| TASK DETAILS |
Lay out the stretch of data from the line containing "target: wood grain texture" through the line containing "[[[1,1],[0,37],[96,1],[97,0],[54,0],[46,2],[38,0]]]" as a two-column CSV with the columns instruction and result, one row per entry. Enclose each field in quotation marks and replace any line breaks with spaces.

| THE INPUT |
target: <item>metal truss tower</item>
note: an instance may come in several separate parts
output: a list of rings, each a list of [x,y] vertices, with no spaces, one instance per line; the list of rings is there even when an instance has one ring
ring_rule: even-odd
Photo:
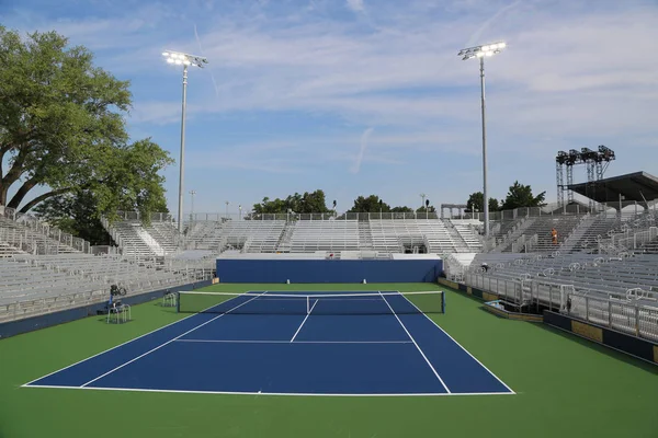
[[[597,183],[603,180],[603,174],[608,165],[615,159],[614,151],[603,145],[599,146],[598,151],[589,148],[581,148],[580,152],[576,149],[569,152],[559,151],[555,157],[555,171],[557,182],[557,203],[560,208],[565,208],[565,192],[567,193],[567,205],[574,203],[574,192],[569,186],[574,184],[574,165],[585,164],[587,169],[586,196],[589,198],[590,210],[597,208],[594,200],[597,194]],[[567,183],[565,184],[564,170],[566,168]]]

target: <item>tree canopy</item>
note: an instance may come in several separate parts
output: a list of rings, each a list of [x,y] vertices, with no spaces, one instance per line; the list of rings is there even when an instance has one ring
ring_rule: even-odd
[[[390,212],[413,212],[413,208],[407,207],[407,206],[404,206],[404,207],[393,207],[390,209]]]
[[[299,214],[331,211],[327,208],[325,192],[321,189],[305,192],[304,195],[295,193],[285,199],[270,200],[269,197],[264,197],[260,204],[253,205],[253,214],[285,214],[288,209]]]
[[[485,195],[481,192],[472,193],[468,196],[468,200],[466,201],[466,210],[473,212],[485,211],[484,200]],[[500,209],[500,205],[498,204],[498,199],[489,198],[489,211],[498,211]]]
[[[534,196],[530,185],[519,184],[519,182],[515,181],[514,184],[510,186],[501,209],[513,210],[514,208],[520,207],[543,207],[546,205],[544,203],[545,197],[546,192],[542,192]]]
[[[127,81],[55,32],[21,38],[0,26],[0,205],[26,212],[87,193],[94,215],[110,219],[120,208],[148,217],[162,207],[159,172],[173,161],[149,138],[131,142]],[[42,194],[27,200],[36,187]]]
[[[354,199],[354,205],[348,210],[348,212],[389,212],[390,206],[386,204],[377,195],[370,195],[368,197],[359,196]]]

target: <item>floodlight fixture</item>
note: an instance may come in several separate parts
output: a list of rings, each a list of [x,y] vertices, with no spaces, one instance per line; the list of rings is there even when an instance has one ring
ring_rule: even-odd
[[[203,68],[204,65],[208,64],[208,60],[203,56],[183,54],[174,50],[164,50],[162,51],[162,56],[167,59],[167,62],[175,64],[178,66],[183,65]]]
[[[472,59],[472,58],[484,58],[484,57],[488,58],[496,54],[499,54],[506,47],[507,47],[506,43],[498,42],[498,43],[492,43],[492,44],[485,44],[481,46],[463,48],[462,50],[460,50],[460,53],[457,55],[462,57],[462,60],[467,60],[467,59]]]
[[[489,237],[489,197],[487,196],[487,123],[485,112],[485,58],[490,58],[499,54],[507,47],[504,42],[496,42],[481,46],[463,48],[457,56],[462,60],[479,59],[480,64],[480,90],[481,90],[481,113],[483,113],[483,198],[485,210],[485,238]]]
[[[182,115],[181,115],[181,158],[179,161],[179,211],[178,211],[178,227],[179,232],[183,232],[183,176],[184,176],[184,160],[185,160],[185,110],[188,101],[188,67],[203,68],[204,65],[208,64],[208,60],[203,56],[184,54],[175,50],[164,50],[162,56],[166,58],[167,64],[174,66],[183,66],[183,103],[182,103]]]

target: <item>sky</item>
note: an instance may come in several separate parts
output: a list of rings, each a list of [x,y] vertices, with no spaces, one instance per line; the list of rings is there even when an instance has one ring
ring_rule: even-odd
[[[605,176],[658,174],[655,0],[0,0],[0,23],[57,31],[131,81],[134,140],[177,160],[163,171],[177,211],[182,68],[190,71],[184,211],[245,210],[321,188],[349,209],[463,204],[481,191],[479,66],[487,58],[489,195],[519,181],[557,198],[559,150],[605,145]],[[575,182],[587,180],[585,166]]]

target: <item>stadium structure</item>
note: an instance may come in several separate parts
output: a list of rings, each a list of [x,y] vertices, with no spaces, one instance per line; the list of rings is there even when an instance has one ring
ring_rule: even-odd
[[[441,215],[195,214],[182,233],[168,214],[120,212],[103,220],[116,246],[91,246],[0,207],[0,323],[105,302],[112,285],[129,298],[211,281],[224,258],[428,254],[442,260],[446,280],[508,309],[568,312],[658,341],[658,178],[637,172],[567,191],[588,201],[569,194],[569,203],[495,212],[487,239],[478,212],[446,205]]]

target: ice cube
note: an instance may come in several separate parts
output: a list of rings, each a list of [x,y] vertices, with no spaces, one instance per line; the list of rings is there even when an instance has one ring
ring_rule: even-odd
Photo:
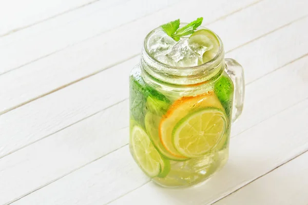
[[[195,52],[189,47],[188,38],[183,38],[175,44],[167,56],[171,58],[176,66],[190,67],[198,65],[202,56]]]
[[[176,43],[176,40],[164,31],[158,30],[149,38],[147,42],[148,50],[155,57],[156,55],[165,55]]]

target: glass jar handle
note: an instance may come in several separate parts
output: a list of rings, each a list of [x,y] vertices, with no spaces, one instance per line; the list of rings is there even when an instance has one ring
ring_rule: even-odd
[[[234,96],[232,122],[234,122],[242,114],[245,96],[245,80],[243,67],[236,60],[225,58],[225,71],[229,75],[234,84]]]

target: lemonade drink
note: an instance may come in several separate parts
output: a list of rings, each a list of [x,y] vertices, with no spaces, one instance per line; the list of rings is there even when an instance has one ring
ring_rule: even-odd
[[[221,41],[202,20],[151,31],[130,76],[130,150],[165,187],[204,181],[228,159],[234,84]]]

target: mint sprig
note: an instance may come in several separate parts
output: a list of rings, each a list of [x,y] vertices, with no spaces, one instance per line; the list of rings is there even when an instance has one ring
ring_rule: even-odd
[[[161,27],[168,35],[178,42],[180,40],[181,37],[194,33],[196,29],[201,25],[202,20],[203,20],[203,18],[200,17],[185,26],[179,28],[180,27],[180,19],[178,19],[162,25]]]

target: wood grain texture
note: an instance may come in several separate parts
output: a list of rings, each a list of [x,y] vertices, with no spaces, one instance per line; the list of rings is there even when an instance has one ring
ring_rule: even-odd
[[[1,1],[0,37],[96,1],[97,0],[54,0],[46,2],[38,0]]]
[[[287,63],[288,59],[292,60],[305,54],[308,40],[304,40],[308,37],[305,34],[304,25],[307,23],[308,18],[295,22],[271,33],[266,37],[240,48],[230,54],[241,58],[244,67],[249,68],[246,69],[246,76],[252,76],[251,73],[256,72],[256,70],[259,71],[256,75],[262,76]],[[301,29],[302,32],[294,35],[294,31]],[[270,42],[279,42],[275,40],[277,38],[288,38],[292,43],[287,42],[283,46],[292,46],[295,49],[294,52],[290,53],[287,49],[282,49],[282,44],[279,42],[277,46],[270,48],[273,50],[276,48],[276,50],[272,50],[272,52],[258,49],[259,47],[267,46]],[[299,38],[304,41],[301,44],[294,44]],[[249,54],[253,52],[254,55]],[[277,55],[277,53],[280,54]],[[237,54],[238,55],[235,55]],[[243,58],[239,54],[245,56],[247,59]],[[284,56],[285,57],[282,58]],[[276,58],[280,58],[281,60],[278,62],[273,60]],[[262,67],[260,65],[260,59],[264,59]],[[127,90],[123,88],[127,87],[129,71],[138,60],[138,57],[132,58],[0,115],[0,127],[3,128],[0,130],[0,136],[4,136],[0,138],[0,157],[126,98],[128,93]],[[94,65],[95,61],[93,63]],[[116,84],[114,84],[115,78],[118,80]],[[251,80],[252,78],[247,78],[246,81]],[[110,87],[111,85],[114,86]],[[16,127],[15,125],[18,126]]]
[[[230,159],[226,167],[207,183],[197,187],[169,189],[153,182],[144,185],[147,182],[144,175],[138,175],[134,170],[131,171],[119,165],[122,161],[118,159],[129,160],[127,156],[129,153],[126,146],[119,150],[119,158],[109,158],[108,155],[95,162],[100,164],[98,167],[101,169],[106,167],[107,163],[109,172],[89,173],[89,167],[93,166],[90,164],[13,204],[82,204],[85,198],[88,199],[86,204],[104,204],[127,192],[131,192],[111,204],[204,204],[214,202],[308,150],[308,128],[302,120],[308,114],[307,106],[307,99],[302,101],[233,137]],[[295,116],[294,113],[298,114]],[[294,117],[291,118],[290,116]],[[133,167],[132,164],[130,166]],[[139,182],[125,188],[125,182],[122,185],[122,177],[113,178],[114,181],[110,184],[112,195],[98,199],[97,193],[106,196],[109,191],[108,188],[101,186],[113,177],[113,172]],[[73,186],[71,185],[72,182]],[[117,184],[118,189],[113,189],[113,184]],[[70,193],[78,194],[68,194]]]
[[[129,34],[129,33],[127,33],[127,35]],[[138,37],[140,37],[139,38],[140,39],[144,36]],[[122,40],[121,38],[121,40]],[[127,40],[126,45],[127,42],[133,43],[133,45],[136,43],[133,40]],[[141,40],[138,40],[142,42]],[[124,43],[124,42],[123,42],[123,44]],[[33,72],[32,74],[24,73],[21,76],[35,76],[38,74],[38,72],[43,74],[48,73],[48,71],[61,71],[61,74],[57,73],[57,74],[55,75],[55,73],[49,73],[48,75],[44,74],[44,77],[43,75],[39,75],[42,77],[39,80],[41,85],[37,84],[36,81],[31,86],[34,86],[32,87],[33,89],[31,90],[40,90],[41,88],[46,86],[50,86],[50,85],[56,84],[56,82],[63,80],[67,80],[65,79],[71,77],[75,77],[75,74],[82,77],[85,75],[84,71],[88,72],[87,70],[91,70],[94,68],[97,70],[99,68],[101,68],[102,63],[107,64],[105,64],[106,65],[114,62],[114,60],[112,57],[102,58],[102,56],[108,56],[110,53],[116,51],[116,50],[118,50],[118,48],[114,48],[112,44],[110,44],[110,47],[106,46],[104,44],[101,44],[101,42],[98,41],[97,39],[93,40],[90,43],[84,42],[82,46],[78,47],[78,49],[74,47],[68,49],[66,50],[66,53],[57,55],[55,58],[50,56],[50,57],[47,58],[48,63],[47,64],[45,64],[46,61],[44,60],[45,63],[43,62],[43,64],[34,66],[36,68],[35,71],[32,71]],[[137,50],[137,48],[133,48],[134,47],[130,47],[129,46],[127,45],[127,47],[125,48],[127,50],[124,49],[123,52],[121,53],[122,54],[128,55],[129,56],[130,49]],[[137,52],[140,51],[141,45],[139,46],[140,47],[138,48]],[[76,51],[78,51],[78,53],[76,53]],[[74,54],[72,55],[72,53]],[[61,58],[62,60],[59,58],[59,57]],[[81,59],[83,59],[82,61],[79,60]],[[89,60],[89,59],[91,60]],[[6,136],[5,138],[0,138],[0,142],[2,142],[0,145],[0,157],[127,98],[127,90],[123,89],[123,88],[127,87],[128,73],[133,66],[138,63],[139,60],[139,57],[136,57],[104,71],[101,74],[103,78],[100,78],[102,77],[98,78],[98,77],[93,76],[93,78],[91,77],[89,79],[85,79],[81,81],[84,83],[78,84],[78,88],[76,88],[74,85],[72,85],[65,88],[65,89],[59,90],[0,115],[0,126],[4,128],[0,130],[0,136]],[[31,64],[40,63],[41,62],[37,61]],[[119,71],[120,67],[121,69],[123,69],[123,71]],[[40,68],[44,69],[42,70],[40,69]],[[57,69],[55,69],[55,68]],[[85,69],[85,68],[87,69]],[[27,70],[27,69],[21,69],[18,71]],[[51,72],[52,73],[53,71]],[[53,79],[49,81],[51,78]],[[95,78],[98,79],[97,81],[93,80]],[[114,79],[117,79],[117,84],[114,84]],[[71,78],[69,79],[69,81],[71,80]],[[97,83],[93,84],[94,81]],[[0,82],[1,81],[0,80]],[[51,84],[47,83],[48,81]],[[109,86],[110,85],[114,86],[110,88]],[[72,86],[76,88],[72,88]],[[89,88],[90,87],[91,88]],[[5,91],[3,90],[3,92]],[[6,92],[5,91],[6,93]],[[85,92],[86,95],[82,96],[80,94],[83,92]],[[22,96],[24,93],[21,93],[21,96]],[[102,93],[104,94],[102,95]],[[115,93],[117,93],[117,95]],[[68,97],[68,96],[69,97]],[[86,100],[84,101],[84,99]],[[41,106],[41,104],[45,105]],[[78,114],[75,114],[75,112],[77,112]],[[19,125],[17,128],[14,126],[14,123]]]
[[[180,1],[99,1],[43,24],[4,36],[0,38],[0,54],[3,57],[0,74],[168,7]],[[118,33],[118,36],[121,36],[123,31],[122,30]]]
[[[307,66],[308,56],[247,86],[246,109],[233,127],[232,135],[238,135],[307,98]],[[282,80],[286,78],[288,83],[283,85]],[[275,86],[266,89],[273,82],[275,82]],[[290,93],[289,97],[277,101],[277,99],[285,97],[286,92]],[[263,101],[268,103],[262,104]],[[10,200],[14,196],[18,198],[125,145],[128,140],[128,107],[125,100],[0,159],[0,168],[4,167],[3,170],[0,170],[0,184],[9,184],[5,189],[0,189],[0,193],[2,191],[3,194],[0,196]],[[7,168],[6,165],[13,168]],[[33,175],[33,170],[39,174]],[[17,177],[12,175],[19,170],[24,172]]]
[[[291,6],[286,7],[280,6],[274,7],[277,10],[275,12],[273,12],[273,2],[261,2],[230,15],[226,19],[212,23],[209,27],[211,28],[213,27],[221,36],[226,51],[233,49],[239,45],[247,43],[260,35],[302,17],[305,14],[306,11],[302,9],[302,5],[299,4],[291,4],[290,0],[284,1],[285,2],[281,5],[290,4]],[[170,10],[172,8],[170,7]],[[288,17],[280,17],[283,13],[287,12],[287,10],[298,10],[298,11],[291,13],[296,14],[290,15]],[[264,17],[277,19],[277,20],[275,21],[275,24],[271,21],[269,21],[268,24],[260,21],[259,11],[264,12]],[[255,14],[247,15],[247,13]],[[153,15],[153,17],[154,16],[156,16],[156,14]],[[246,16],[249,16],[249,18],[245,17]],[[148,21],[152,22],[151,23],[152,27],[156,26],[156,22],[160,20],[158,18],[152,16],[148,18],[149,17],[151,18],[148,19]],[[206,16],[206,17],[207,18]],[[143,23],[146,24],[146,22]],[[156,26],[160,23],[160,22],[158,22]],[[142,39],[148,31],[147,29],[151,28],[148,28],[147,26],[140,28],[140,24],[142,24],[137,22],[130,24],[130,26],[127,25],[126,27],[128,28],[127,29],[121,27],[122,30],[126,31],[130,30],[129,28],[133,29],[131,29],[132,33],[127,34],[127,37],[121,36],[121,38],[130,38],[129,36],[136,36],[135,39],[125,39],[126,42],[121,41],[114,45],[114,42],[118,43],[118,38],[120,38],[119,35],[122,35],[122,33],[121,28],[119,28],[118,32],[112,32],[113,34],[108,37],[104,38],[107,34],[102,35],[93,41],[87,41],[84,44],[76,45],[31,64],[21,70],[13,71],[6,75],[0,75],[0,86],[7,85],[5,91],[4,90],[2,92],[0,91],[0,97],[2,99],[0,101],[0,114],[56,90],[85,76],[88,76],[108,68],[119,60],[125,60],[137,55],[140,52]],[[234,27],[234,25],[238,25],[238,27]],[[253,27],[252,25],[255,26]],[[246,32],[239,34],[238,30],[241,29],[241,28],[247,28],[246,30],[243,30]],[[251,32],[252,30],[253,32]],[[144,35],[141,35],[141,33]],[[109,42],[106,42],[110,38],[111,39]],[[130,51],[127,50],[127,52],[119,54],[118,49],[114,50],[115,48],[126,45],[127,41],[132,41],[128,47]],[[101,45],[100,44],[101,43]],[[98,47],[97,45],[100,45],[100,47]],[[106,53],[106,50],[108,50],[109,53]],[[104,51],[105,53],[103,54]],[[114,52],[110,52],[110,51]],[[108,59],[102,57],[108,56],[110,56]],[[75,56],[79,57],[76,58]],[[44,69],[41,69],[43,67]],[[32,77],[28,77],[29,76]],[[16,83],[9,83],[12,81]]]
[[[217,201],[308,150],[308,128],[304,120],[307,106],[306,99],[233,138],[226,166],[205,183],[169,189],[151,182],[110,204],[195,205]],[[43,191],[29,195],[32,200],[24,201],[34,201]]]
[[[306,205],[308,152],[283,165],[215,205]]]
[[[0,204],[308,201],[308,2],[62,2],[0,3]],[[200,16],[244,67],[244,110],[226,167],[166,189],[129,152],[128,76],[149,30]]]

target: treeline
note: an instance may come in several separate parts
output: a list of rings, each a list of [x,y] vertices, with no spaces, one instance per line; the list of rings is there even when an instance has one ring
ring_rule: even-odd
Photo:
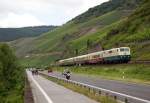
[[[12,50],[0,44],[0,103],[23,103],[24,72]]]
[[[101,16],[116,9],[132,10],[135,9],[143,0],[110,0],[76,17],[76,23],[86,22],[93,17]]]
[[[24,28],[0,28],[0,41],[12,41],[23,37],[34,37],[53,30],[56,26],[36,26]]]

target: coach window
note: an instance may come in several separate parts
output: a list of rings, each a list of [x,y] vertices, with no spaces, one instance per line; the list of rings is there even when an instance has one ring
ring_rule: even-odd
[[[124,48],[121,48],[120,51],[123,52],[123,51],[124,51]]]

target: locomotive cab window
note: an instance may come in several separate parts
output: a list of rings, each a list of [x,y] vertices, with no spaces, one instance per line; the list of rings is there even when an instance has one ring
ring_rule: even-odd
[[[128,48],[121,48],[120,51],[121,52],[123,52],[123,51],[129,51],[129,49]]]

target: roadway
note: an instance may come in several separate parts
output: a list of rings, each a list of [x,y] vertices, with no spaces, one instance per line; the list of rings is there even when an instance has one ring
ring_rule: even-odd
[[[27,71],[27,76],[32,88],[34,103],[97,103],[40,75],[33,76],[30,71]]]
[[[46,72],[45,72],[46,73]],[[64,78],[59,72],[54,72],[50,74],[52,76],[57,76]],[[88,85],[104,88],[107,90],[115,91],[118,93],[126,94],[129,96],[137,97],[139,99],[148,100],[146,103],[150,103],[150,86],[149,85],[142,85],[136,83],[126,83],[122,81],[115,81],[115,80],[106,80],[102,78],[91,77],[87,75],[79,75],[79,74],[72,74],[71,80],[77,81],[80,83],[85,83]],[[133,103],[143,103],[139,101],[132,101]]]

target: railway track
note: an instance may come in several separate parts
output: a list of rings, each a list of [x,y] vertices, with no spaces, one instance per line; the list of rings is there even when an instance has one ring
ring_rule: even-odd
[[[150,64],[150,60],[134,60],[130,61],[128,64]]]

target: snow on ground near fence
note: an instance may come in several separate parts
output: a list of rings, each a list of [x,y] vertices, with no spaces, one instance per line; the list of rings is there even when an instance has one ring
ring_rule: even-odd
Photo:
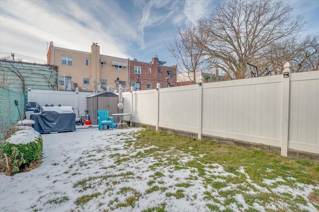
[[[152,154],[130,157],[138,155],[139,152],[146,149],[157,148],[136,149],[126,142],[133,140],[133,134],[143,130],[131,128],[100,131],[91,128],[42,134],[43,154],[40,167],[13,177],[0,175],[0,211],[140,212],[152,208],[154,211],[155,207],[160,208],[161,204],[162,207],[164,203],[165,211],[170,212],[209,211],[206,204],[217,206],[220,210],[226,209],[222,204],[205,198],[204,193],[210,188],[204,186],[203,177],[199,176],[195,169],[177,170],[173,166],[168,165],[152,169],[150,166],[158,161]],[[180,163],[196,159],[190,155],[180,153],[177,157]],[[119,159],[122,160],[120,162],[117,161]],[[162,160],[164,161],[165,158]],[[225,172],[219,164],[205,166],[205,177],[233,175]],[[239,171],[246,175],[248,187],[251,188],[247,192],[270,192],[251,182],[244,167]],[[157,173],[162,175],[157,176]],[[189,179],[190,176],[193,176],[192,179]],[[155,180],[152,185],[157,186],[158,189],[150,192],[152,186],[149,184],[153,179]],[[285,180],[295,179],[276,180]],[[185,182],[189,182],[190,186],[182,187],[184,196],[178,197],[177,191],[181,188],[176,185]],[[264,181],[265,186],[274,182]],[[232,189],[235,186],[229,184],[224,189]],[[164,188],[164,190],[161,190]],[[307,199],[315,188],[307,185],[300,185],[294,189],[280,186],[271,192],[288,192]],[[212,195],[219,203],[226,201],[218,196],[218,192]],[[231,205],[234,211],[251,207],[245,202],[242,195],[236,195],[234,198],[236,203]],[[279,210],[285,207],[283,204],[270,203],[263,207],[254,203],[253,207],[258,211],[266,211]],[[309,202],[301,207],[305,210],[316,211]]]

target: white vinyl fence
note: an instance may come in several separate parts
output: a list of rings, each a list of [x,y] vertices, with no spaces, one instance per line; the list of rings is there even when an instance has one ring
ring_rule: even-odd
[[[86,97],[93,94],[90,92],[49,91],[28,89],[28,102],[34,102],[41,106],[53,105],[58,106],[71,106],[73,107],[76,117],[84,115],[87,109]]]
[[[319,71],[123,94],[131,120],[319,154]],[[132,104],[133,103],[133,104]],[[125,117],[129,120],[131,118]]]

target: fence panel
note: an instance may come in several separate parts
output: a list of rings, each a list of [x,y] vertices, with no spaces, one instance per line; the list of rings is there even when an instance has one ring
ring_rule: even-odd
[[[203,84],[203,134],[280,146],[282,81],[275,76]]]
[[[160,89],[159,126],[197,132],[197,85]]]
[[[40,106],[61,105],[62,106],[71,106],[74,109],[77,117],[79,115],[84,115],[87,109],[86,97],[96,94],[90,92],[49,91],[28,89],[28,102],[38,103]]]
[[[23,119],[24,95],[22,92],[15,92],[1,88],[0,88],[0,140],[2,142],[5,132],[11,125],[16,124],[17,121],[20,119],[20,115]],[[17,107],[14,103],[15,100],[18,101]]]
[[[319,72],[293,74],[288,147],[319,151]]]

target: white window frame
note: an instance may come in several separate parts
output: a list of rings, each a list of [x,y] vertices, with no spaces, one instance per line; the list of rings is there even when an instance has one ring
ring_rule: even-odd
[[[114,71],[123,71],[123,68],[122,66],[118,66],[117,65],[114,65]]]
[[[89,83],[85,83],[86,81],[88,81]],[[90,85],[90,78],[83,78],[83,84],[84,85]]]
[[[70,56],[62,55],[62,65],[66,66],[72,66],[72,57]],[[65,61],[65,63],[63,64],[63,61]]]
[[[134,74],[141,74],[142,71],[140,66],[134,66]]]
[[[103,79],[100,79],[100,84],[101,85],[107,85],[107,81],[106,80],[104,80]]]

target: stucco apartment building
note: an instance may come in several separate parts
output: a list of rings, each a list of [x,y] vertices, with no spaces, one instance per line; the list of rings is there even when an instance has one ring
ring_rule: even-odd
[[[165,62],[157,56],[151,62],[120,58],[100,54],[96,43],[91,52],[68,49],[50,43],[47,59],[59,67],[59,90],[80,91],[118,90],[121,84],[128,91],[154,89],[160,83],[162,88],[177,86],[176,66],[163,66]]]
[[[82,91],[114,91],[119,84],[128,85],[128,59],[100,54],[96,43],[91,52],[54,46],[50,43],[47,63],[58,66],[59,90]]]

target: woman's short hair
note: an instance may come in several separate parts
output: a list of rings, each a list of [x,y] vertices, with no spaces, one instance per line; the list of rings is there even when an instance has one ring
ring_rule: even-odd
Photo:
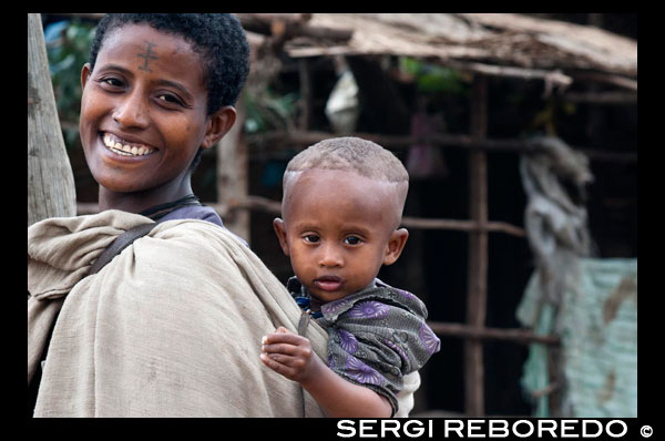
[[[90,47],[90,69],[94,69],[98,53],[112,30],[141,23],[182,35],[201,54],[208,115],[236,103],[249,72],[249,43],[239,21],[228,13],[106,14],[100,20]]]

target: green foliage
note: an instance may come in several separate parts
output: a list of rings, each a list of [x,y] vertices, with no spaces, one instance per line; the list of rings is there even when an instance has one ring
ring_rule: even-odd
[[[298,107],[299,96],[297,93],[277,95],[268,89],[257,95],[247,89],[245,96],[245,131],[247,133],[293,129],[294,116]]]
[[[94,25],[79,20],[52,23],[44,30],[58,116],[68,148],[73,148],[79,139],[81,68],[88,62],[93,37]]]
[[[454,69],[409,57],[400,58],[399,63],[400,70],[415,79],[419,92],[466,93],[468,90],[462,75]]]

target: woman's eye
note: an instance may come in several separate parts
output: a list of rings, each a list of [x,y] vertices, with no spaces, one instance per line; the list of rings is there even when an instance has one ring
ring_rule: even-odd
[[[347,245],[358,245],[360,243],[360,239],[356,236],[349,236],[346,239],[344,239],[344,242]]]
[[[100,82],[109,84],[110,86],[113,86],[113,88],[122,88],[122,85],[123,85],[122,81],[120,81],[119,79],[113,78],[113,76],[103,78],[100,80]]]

| WRITTEN RESPONSE |
instruction,result
"target: wood grain texture note: an instance may come in several separate parts output: a list of rings, each a list of [x,y] vertices, with no spaces, one instance per line; the list of rings is there even when an instance has one ring ring_rule: even-odd","[[[1,1],[0,37],[96,1],[97,0],[54,0],[46,2],[38,0]]]"